## Exercise task
Count how many lines of the records contain the word "mountain", treating uppercase and lowercase as different, and reply with only that number.
----
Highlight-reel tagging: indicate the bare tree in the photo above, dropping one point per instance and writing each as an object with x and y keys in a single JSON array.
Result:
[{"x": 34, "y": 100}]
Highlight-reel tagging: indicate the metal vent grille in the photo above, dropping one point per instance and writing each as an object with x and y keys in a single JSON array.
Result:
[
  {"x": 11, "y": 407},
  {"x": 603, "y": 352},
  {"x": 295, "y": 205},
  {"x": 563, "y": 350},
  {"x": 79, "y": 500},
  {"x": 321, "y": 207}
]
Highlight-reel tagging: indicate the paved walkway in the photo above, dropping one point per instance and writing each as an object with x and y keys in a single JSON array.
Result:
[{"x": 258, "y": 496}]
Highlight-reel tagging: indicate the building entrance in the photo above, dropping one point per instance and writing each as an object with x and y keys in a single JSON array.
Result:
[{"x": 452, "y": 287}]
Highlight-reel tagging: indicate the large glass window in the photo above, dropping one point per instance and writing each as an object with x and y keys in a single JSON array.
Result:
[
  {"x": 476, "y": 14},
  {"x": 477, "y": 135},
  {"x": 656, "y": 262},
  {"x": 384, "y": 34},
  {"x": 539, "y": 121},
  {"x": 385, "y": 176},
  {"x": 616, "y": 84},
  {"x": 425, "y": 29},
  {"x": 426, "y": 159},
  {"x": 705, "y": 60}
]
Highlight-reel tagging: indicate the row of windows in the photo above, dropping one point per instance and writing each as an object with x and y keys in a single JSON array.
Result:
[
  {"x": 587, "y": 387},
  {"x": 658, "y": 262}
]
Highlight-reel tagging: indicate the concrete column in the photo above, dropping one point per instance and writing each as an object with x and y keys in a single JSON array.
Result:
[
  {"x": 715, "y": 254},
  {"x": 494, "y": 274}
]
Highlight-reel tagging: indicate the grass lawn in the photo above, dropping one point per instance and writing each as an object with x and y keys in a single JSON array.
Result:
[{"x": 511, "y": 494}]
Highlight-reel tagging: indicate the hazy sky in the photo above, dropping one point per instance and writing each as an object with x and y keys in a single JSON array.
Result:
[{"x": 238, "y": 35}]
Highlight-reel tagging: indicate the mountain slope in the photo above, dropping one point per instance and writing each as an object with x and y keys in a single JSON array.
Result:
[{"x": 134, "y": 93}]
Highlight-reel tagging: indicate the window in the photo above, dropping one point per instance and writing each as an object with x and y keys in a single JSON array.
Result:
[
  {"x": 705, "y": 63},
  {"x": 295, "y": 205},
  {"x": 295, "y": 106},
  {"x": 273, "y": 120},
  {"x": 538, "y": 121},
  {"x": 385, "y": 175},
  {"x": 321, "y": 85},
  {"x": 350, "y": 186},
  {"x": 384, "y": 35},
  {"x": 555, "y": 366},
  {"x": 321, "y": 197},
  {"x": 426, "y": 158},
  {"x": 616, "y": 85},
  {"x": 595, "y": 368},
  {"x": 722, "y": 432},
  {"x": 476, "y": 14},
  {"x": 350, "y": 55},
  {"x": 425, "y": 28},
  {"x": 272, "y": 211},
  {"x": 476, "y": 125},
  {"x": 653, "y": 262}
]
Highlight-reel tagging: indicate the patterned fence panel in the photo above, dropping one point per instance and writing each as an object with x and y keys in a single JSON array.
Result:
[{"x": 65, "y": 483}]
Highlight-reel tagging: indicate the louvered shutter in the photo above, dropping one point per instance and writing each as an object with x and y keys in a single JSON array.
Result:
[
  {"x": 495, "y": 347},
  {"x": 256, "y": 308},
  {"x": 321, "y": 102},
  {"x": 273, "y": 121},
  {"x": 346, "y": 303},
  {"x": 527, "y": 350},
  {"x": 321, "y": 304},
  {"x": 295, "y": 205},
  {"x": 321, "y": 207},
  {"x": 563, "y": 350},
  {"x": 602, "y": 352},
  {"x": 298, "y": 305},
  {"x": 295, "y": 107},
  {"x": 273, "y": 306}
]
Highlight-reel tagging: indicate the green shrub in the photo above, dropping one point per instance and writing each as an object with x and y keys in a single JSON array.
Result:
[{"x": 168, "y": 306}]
----
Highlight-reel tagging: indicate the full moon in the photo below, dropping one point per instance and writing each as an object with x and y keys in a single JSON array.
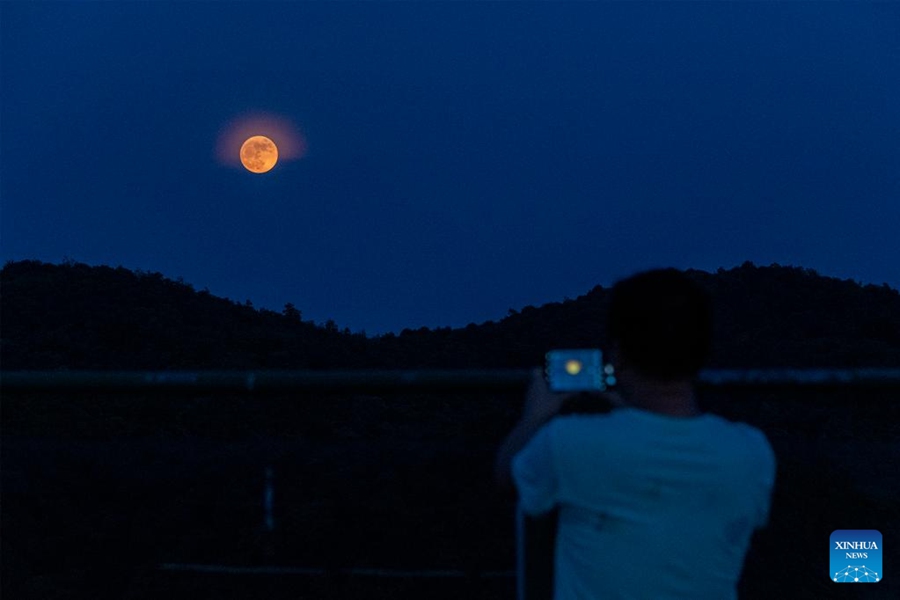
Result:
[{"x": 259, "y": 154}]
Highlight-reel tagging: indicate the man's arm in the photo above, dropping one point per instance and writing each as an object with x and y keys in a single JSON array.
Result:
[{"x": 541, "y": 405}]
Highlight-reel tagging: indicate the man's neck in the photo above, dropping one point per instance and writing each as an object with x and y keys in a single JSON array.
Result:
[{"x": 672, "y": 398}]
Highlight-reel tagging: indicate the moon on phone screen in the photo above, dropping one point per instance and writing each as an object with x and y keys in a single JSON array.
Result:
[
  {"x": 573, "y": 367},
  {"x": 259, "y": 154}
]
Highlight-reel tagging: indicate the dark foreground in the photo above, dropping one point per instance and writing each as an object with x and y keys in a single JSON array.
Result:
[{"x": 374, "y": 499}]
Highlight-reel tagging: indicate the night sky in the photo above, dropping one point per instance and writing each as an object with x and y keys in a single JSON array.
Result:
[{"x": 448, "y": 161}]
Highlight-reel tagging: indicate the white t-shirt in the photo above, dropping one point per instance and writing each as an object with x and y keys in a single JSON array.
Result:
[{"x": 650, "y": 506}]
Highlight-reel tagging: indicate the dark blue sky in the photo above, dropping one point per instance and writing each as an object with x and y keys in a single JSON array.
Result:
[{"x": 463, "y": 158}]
----
## The response
1